(Request): Retype every one of the records below without changing any character.

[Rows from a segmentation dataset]
** BEGIN **

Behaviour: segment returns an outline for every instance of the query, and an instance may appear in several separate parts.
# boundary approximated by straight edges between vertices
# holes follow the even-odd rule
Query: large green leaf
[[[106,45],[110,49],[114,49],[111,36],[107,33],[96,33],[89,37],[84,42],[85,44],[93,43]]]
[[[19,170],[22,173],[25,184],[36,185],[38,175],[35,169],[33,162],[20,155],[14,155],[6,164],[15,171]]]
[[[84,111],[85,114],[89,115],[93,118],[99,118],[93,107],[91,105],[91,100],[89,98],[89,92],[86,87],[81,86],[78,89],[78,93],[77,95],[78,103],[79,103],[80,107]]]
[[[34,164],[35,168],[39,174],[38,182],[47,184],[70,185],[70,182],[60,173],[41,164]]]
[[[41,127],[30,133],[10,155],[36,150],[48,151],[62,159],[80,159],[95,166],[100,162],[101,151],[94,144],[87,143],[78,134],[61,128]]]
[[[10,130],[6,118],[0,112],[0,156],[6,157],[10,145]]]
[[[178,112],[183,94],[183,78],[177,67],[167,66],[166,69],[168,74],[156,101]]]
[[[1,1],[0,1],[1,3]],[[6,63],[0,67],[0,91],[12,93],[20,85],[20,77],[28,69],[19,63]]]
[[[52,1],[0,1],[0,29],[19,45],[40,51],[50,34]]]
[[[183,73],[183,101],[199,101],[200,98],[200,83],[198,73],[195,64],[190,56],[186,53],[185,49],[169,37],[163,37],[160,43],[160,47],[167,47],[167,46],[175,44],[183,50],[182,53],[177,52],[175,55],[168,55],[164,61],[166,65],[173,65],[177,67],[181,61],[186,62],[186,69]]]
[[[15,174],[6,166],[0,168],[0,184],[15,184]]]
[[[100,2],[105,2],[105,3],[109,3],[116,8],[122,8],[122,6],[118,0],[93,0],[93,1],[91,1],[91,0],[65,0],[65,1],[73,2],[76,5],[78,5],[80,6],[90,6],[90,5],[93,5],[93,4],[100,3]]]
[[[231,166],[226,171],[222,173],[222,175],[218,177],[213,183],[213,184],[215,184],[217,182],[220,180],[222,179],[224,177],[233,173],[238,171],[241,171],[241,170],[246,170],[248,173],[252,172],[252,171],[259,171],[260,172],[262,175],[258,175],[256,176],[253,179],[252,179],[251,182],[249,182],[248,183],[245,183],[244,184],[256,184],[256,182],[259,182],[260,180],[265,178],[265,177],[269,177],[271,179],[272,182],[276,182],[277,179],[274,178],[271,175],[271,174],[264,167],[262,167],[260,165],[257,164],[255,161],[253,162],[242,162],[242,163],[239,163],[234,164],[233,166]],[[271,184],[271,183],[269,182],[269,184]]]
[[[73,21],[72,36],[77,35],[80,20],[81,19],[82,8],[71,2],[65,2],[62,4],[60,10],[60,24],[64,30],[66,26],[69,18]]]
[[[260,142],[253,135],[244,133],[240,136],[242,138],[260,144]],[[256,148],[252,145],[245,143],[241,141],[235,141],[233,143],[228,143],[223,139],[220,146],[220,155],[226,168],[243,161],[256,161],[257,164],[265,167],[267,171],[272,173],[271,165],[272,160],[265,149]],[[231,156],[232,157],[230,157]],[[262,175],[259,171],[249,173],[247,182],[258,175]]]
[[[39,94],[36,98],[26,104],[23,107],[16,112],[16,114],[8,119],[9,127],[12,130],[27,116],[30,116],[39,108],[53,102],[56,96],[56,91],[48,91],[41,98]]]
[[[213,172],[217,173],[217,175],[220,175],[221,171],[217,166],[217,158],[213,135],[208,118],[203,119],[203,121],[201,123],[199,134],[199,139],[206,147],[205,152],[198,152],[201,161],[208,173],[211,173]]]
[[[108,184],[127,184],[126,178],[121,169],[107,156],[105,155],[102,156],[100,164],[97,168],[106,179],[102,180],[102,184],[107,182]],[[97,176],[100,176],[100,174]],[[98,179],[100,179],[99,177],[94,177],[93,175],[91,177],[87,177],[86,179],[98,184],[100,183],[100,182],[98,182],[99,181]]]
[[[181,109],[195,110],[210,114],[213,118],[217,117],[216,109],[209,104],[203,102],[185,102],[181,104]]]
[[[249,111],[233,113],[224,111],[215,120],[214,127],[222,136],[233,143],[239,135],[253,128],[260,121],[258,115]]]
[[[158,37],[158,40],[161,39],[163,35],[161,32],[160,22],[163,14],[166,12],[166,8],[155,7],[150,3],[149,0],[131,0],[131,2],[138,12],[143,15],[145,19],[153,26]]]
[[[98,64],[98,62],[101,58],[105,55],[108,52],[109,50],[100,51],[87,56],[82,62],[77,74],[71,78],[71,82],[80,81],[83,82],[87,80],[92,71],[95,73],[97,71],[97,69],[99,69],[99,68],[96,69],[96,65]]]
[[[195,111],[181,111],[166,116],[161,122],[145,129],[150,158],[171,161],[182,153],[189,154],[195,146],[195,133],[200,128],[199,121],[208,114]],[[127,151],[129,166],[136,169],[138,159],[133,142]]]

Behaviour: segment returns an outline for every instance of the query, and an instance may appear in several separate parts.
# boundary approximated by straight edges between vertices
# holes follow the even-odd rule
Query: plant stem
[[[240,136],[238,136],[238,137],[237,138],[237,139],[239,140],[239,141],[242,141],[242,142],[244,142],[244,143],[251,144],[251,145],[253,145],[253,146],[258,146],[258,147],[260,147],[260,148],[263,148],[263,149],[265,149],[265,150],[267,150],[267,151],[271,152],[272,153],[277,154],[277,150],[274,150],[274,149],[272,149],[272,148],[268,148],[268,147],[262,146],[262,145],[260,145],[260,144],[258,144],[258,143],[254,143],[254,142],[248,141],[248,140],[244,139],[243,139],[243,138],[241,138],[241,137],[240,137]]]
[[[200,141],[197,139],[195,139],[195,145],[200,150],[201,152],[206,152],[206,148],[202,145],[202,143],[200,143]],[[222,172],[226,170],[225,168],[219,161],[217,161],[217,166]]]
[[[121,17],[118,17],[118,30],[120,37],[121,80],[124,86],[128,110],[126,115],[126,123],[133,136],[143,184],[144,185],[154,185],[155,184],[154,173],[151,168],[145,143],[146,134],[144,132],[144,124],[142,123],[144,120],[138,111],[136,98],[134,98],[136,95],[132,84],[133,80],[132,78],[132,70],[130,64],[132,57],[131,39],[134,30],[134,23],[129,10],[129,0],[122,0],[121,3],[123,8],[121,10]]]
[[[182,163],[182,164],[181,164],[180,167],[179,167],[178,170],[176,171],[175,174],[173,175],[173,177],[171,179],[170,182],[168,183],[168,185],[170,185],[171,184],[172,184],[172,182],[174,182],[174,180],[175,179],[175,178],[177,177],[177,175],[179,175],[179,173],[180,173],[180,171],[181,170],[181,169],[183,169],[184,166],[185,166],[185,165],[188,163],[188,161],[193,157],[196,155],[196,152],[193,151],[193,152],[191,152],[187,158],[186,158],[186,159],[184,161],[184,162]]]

** END **

(Solution to the problem):
Behaviour: segment returns an outline for every instance of the query, and an instance may appear in several separate parts.
# boundary approximated by straight edges between vertices
# holes follow the even-odd rule
Query: large green leaf
[[[106,45],[110,49],[114,49],[111,36],[107,33],[96,33],[89,37],[84,42],[85,44],[93,43]]]
[[[19,170],[22,173],[25,184],[36,185],[38,175],[35,169],[33,162],[20,155],[14,155],[6,164],[15,171]]]
[[[84,111],[85,114],[89,115],[93,118],[99,118],[93,107],[91,105],[91,100],[89,98],[89,92],[86,87],[81,86],[78,89],[78,93],[77,95],[78,103],[79,103],[80,107]]]
[[[34,164],[35,168],[39,174],[38,182],[47,184],[70,185],[70,182],[60,173],[41,164]]]
[[[41,127],[30,133],[10,155],[36,150],[48,151],[62,159],[80,159],[95,166],[100,162],[101,151],[94,144],[87,143],[78,134],[61,128]]]
[[[10,130],[6,118],[0,112],[0,156],[6,157],[10,145]]]
[[[178,112],[183,94],[183,78],[177,67],[167,66],[166,69],[168,74],[156,101]]]
[[[1,1],[0,1],[1,3]],[[6,63],[0,67],[0,91],[12,93],[20,85],[20,77],[28,69],[19,63]]]
[[[52,1],[0,1],[0,29],[19,45],[40,51],[50,34]]]
[[[183,73],[183,101],[199,101],[200,98],[200,83],[198,73],[195,64],[190,56],[186,53],[185,49],[169,37],[163,37],[160,43],[160,47],[167,47],[167,46],[175,44],[183,50],[182,53],[177,52],[175,55],[168,55],[164,61],[166,65],[173,65],[177,67],[181,61],[186,62],[186,69]]]
[[[15,174],[6,166],[0,168],[0,184],[15,184]]]
[[[100,2],[105,2],[105,3],[109,3],[116,8],[122,8],[122,6],[118,0],[93,0],[93,1],[91,1],[91,0],[65,0],[65,1],[73,2],[76,5],[78,5],[80,6],[90,6],[90,5],[93,5],[93,4],[100,3]]]
[[[231,166],[226,171],[222,173],[222,175],[218,177],[213,183],[213,184],[215,184],[217,182],[220,180],[222,179],[224,177],[233,173],[238,171],[241,171],[241,170],[246,170],[248,173],[252,172],[252,171],[259,171],[260,172],[262,175],[258,175],[256,176],[253,179],[252,179],[251,182],[249,182],[248,183],[245,183],[244,184],[256,184],[256,182],[259,182],[260,180],[265,178],[265,177],[269,177],[271,179],[272,182],[276,182],[277,179],[274,178],[271,175],[271,174],[264,167],[262,167],[260,165],[257,164],[255,161],[253,162],[242,162],[242,163],[239,163],[234,164],[233,166]],[[271,184],[271,183],[269,182],[269,184]]]
[[[73,21],[72,36],[77,35],[80,20],[81,19],[82,8],[71,2],[65,2],[62,4],[60,10],[60,24],[64,30],[66,26],[69,18]]]
[[[260,142],[253,135],[244,133],[240,136],[242,138],[260,144]],[[256,148],[252,145],[245,143],[241,141],[235,141],[233,143],[228,143],[223,139],[220,146],[220,155],[226,168],[243,161],[256,161],[257,164],[265,167],[267,171],[272,173],[271,165],[272,160],[265,149]],[[231,156],[232,157],[230,157]],[[262,175],[259,171],[249,173],[247,182],[258,175]]]
[[[39,94],[36,98],[26,104],[23,107],[16,112],[16,114],[8,119],[9,127],[12,130],[27,116],[30,116],[39,108],[53,102],[56,96],[56,91],[48,91],[41,98]]]
[[[213,172],[217,173],[217,175],[220,175],[221,171],[217,166],[217,158],[213,135],[208,118],[203,119],[203,121],[201,123],[199,134],[199,139],[206,147],[205,152],[198,152],[201,161],[208,173],[211,173]]]
[[[108,184],[127,184],[126,178],[121,169],[107,156],[105,155],[102,156],[100,164],[97,168],[106,179],[102,180],[102,184],[107,182]],[[97,176],[100,176],[100,174]],[[98,179],[100,179],[99,177],[94,177],[93,175],[91,177],[87,177],[86,179],[98,184],[100,183],[100,182],[98,182],[99,181]]]
[[[181,109],[195,110],[210,114],[213,118],[217,117],[216,109],[209,104],[203,102],[185,102],[181,104]]]
[[[249,111],[233,113],[224,111],[215,120],[214,127],[222,136],[233,143],[239,135],[253,128],[260,121],[258,115]]]
[[[158,37],[158,40],[161,39],[163,35],[161,32],[160,22],[163,14],[166,12],[166,8],[155,7],[150,3],[149,0],[131,0],[131,2],[138,12],[143,15],[145,19],[153,26]]]
[[[98,64],[98,62],[101,58],[105,55],[108,52],[109,50],[100,51],[87,56],[82,62],[77,74],[71,78],[71,82],[80,81],[83,82],[87,80],[92,71],[95,73],[97,71],[97,69],[99,69],[99,68],[96,69],[96,65]]]
[[[195,111],[181,111],[166,116],[161,122],[145,129],[150,158],[171,161],[182,153],[189,154],[195,146],[195,133],[200,128],[199,121],[208,114]],[[127,151],[129,166],[136,169],[138,159],[133,142]]]

Behaviour: segment returns an outline for every instance of the query, and an instance may appear in several separate parts.
# boundary approximated by straight edges between vertices
# holes follow the even-odd rule
Query: plant stem
[[[240,136],[238,136],[238,137],[237,138],[237,139],[239,140],[239,141],[242,141],[242,142],[244,142],[244,143],[251,144],[251,145],[253,145],[253,146],[258,146],[258,147],[260,147],[260,148],[263,148],[263,149],[265,149],[265,150],[267,150],[267,151],[271,152],[272,153],[277,154],[277,150],[274,150],[274,149],[272,149],[272,148],[268,148],[268,147],[262,146],[262,145],[260,145],[260,144],[258,144],[258,143],[254,143],[254,142],[248,141],[248,140],[244,139],[243,139],[243,138],[241,138],[241,137],[240,137]]]
[[[200,141],[197,139],[195,139],[195,145],[200,150],[201,152],[206,152],[206,148],[202,145],[202,143],[200,143]],[[222,172],[226,170],[225,168],[219,161],[217,161],[217,166]]]
[[[121,17],[118,17],[118,30],[120,37],[121,80],[124,86],[128,110],[126,115],[126,123],[133,136],[143,184],[144,185],[154,185],[155,184],[154,173],[151,168],[145,143],[146,134],[144,132],[144,124],[142,123],[144,120],[138,111],[136,98],[134,98],[136,95],[132,84],[133,80],[132,78],[132,70],[130,64],[132,57],[131,39],[134,30],[134,23],[129,10],[129,0],[122,0],[121,3],[123,8],[121,10]]]
[[[182,163],[182,164],[181,164],[180,167],[179,167],[178,170],[176,171],[175,174],[173,175],[173,177],[171,179],[170,182],[168,183],[168,185],[170,185],[171,184],[172,184],[172,182],[174,182],[174,180],[175,179],[175,178],[177,177],[177,175],[179,175],[179,173],[180,173],[180,171],[181,170],[181,169],[183,169],[184,166],[185,166],[185,165],[188,163],[188,161],[193,157],[196,155],[196,152],[193,151],[193,152],[191,152],[187,158],[186,158],[186,159],[184,161],[184,162]]]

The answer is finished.